§ **Stated problem**
Write out every line of the entries below verbatim, omitting the pictures.

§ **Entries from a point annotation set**
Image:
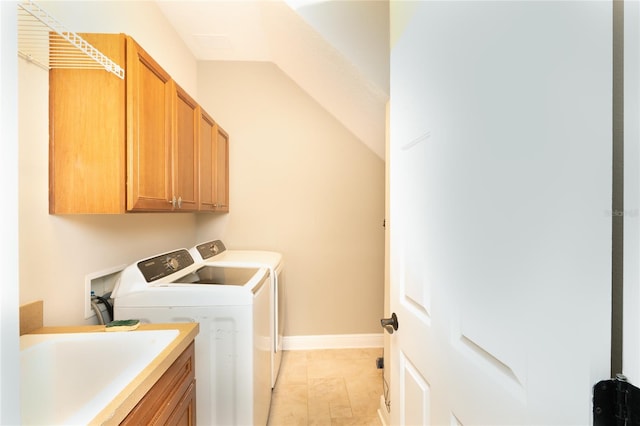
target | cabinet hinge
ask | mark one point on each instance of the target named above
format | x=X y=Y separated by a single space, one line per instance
x=616 y=402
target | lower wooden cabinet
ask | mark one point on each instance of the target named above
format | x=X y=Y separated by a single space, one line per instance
x=172 y=400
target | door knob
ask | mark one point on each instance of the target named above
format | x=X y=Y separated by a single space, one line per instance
x=390 y=324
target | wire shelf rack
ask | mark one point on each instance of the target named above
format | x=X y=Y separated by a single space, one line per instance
x=47 y=43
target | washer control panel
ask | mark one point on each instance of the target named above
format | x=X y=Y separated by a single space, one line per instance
x=210 y=249
x=160 y=266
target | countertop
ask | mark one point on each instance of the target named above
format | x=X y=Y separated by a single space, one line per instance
x=126 y=400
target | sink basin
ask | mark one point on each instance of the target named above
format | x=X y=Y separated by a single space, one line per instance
x=69 y=378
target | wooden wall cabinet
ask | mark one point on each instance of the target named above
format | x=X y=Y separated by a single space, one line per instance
x=172 y=400
x=125 y=146
x=214 y=165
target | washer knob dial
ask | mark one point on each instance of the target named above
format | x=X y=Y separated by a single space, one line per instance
x=172 y=263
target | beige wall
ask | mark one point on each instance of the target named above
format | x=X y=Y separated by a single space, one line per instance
x=303 y=185
x=300 y=184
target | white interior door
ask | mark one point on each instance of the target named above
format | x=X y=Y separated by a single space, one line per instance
x=500 y=210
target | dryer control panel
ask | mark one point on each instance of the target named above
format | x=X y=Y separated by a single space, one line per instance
x=210 y=249
x=160 y=266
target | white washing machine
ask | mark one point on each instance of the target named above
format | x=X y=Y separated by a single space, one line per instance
x=215 y=253
x=233 y=349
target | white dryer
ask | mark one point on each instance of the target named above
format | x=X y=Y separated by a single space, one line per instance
x=233 y=306
x=215 y=253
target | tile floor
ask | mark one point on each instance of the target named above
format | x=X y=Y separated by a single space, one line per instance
x=327 y=387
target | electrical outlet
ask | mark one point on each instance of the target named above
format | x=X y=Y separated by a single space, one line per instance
x=99 y=283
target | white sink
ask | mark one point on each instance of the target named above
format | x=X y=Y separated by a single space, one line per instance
x=69 y=378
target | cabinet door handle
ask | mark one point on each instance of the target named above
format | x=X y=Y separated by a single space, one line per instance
x=390 y=324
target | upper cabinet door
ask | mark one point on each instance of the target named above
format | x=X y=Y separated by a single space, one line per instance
x=149 y=96
x=185 y=151
x=87 y=135
x=222 y=170
x=207 y=162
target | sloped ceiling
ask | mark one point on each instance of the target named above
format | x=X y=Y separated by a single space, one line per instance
x=337 y=50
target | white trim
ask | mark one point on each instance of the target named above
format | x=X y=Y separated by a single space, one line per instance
x=383 y=414
x=333 y=341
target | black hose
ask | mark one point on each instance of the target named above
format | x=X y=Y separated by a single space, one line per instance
x=106 y=303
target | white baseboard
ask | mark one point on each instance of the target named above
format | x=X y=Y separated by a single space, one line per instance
x=383 y=414
x=333 y=341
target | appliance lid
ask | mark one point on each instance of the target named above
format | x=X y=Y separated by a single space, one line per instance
x=218 y=275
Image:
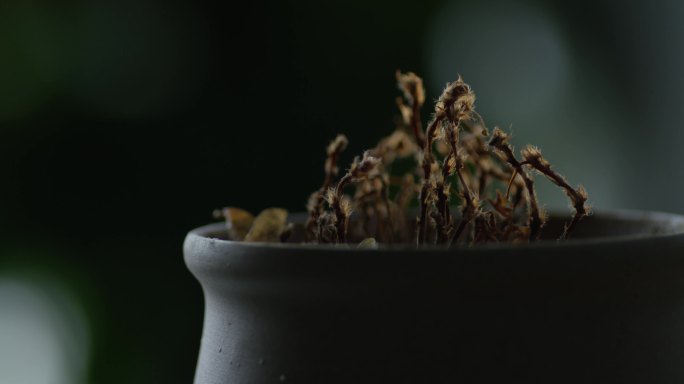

§ **Exercise answer**
Image:
target | cabinet hinge
ask | mark one point on each instance of the target named above
format | x=X y=Y separated by a single space, one line per instance
x=616 y=402
target | lower wooden cabinet
ask | mark one point on each instance of the target named above
format | x=X y=Y separated by a single space, one line per instance
x=172 y=400
target | door knob
ask | mark one point on each instance of the target named above
format | x=X y=Y separated by a single space, one line per instance
x=390 y=324
target | wire shelf rack
ask | mark one point on each instance of the target named above
format | x=X y=Y separated by a single space, one line per instance
x=47 y=43
target | washer control panel
ask | mark one point on each instance of the target named above
format | x=X y=Y separated by a single space, one line per instance
x=210 y=249
x=160 y=266
target | countertop
ask | mark one point on each instance of the target named above
format | x=X y=Y separated by a single space, one line per instance
x=126 y=400
target | sink basin
ask | mark one point on each instance of the target named above
format | x=X y=Y separated by a single space, one line per instance
x=69 y=378
target | wooden wall cabinet
ask | mark one point on each instance of the target named above
format | x=X y=Y separated by a single space, one line per instance
x=172 y=400
x=125 y=146
x=214 y=165
target | washer knob dial
ask | mark one point on each instance of the target named above
format | x=X y=Y separated by a single space, one line per instance
x=172 y=263
target | beige wall
ask | mark one point on each instance of the target named above
format | x=X y=Y separated by a single space, one line per instance
x=303 y=185
x=300 y=184
target | white interior door
ask | mark one point on each instance of the target named above
format | x=X y=Y separated by a single space, one line per instance
x=500 y=210
target | dryer control panel
ask | mark one point on each instance of the target named above
format | x=X y=Y separated by a single space, one line per instance
x=210 y=249
x=160 y=266
target | white washing machine
ask | mark one point on each instance of the target named above
format | x=X y=Y separated by a single space, one line per instance
x=215 y=253
x=233 y=349
target | white dryer
ask | mark one point on each instance of the target named above
format | x=X y=Y separated by a single space, one line per instance
x=233 y=306
x=215 y=253
target | tile floor
ask | mark one point on each instance of the target named above
format | x=X y=Y separated by a single space, one line per instance
x=327 y=387
target | electrical outlet
ask | mark one point on each instance of the target named above
format | x=X y=Y separated by a single space, one line per instance
x=99 y=283
target | white sink
ask | mark one point on each instance of the target named above
format | x=X y=Y separated by a single space, one line per instance
x=69 y=378
target | cabinet door handle
ask | mark one point on each instance of the target named above
format | x=X y=Y separated by a single space, one line per instance
x=390 y=324
target | upper cabinet door
ask | mark one point on each instance of the target named above
format | x=X y=Y separated by a single space, one line per instance
x=149 y=96
x=185 y=151
x=87 y=135
x=222 y=170
x=207 y=162
target | sloped ceiling
ask | mark one point on each instance of the target named above
format | x=X y=Y separated by a single space, one line per instance
x=337 y=50
target | white trim
ask | mark one point on each instance of the target named above
format | x=X y=Y separated by a single space, one line per instance
x=383 y=414
x=333 y=341
target | black hose
ask | mark one point on each instance of the target named above
format | x=X y=Y separated by a single space, one line per instance
x=106 y=303
target | white baseboard
ask | mark one point on each instance of the target named above
format | x=X y=Y separated by a single space, one line per instance
x=383 y=414
x=333 y=341
target | appliance lid
ask | mark one point on each instance of the target named above
format | x=X y=Y separated by a single space, one line per instance
x=218 y=275
Image:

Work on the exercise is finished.